Aim of the exercise:
Count how many lines in the rows below contain the word "dark", and reply with that number alone.

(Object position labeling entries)
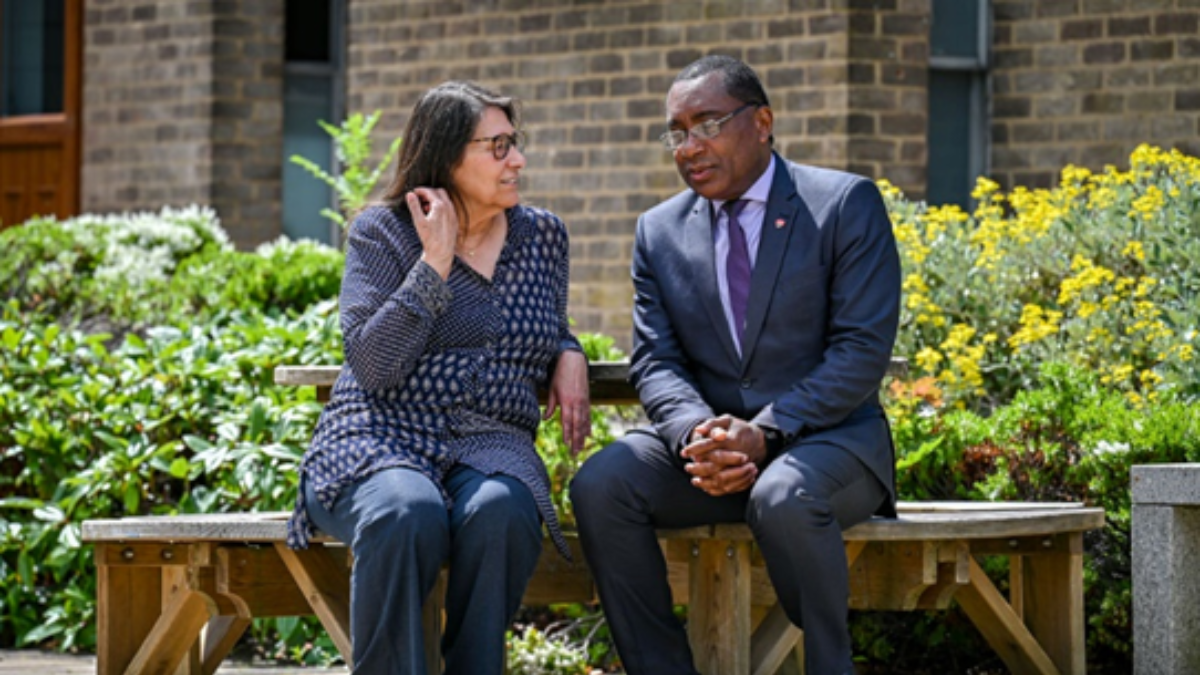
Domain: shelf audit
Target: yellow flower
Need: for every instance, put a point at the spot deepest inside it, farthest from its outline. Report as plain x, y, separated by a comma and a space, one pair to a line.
1134, 250
984, 186
928, 359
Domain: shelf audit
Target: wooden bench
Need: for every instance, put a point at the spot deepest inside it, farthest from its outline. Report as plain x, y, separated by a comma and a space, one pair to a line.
177, 592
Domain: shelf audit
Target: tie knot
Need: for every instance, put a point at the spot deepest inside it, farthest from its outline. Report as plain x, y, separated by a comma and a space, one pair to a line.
733, 208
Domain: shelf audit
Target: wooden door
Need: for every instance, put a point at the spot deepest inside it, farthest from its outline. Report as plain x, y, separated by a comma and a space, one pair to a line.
40, 106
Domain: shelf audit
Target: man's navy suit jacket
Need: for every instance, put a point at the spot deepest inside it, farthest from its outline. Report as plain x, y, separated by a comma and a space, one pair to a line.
821, 321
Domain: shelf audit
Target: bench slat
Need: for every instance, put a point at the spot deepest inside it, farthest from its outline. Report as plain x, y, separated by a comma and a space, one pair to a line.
948, 520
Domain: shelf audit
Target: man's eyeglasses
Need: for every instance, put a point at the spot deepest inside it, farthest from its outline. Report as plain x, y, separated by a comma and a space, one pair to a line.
503, 142
706, 130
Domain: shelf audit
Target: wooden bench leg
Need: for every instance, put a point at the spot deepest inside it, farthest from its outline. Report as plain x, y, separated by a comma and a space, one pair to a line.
185, 613
719, 609
127, 604
1054, 604
1001, 627
219, 639
325, 583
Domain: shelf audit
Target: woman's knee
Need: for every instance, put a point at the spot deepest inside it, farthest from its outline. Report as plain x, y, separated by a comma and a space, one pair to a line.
498, 507
399, 511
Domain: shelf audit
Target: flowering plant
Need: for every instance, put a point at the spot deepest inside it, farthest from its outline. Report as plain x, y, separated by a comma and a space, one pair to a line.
1095, 273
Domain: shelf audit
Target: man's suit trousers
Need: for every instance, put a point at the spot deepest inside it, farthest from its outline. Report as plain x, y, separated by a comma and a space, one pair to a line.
797, 509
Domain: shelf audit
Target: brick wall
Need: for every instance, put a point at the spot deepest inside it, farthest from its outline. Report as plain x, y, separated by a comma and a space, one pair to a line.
845, 78
183, 103
1084, 82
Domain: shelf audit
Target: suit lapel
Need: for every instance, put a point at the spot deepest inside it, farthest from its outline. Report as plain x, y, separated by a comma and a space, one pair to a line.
702, 260
779, 222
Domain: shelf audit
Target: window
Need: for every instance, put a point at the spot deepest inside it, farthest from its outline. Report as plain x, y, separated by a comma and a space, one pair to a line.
312, 91
960, 43
31, 58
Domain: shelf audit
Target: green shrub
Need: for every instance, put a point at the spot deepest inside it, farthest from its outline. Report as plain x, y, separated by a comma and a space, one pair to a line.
135, 270
1097, 272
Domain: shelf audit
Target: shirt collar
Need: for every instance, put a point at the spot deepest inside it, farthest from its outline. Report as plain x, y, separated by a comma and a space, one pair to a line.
757, 192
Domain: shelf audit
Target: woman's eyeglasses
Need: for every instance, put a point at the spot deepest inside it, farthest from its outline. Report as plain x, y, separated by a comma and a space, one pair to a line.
503, 142
706, 130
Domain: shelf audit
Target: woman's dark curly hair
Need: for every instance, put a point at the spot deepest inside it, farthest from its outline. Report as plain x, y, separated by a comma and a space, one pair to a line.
436, 138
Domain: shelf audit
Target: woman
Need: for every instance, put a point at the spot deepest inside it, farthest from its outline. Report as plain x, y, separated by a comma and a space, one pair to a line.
454, 310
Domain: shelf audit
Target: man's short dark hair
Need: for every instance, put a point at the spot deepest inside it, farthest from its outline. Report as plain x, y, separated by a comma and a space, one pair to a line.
741, 82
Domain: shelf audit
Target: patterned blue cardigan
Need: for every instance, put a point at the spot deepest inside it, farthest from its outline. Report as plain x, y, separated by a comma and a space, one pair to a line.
441, 372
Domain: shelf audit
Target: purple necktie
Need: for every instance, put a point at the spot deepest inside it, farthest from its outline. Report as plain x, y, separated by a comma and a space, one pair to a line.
737, 267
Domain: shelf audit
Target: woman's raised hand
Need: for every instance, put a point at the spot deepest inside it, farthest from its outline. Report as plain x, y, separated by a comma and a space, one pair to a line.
437, 225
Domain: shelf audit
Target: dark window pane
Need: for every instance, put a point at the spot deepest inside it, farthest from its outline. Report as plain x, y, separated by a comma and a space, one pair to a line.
949, 138
307, 99
307, 31
955, 28
31, 58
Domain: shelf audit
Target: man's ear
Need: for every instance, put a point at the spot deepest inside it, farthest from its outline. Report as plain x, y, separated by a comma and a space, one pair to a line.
765, 121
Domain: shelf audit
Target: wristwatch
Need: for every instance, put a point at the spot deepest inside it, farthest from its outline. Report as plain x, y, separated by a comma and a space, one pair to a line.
773, 438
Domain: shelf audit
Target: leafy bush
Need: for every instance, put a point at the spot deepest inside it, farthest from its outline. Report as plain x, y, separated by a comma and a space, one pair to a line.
1096, 273
184, 420
354, 183
1053, 338
126, 272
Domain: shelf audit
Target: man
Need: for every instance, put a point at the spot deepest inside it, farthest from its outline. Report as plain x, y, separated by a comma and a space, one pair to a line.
760, 376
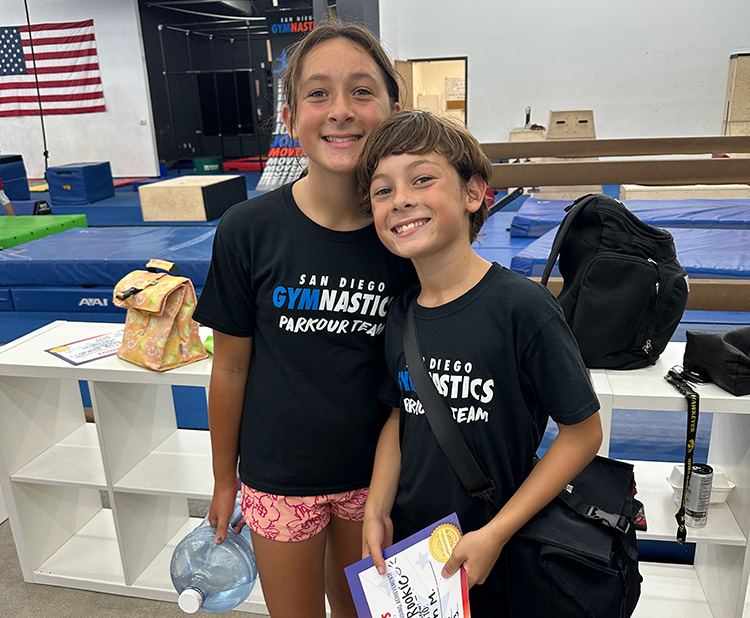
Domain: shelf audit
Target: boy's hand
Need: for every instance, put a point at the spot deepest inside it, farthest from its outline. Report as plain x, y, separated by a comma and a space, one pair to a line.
478, 551
377, 533
222, 507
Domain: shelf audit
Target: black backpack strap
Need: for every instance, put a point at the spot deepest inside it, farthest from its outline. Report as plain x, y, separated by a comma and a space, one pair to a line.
562, 232
447, 432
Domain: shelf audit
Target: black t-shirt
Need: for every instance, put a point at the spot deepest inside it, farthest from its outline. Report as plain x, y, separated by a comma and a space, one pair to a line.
505, 359
315, 302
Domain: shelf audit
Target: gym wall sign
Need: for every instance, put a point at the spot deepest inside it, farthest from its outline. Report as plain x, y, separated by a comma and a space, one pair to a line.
290, 21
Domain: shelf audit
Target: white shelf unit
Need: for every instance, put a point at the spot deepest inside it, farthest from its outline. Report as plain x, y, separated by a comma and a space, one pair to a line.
715, 585
54, 466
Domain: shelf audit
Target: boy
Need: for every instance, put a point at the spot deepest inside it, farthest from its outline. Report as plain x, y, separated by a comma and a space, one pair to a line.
496, 344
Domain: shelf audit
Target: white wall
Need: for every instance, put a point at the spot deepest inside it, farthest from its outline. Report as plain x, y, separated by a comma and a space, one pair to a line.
648, 68
123, 135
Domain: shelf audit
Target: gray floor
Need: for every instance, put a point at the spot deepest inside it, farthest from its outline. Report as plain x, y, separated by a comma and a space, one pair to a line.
21, 600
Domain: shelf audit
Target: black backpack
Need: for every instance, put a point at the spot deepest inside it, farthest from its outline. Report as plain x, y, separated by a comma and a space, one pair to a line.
624, 292
576, 561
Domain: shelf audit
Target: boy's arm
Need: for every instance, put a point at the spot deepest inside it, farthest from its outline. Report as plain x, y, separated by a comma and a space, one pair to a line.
378, 528
570, 452
226, 398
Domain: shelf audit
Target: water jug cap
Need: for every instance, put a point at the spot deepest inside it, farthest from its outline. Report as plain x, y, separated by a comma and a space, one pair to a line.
190, 600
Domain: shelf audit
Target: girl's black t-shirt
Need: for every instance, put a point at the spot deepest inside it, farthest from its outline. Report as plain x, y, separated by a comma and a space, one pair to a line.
315, 302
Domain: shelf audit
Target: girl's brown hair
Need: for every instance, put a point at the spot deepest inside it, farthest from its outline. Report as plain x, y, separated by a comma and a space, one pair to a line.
420, 132
326, 31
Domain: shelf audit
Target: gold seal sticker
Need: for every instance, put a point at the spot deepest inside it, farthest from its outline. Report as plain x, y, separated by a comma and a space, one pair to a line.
442, 541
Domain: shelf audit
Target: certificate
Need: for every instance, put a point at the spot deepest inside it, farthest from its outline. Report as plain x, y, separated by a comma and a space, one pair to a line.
412, 586
87, 350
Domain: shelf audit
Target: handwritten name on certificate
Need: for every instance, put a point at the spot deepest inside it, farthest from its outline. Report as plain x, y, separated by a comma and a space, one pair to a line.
412, 586
87, 350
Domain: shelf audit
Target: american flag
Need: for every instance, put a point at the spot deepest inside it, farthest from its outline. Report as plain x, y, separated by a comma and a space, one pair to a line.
67, 68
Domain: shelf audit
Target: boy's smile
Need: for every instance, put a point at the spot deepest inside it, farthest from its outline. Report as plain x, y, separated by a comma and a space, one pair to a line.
420, 205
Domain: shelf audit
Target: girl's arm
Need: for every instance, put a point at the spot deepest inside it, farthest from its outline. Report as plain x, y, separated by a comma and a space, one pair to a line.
226, 398
570, 452
377, 532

Answer:
3